==== Input records ====
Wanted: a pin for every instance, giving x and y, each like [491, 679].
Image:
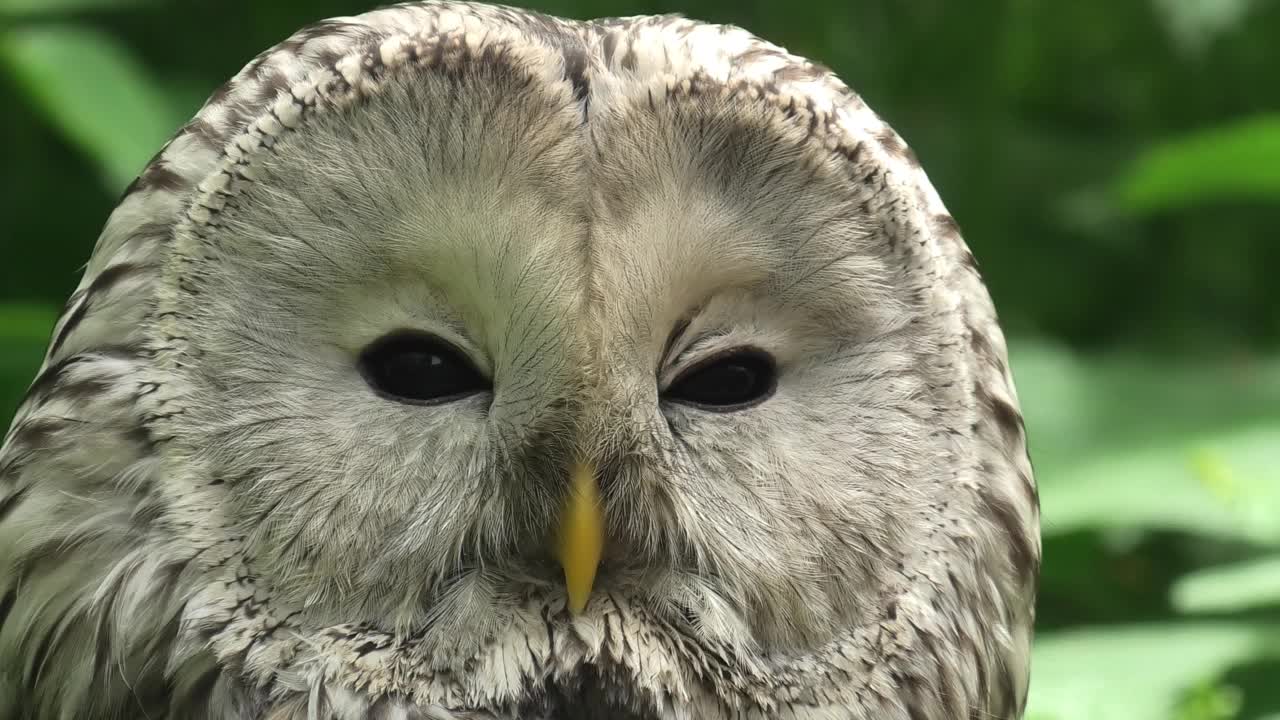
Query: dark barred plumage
====
==== Input records ====
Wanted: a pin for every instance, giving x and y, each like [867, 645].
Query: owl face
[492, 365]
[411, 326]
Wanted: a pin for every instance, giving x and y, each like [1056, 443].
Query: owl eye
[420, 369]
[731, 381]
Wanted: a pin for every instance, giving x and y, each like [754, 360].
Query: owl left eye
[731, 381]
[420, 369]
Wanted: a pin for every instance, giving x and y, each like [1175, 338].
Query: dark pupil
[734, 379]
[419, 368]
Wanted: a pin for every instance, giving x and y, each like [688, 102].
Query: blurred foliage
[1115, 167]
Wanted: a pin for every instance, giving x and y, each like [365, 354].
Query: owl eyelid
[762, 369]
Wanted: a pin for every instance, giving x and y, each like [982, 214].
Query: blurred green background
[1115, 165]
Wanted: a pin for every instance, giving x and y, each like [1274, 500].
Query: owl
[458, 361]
====
Aim of the task
Please gather every line of the rows above that contains the word "instance", and copy each of those lines in full.

Task result
Wanted: a pin for every instance, giving x and y, each like [491, 679].
Wanted: a pin for every instance, giving x and y, each like [867, 645].
Wanted: a pin for every instance, giving x and y, each like [1056, 443].
Wanted: a pin for every instance, giving x and y, each like [754, 360].
Wanted: a pin for every instance, giving x and y, each like [1175, 338].
Wanted: a pin for every instance, giving x and y, each like [688, 102].
Wanted: a pin for every instance, giving x and y, each like [365, 354].
Wanted: a pin for every instance, giving x and y, each like [982, 214].
Wanted: a pin for every instance, giving x and y, each like [1274, 500].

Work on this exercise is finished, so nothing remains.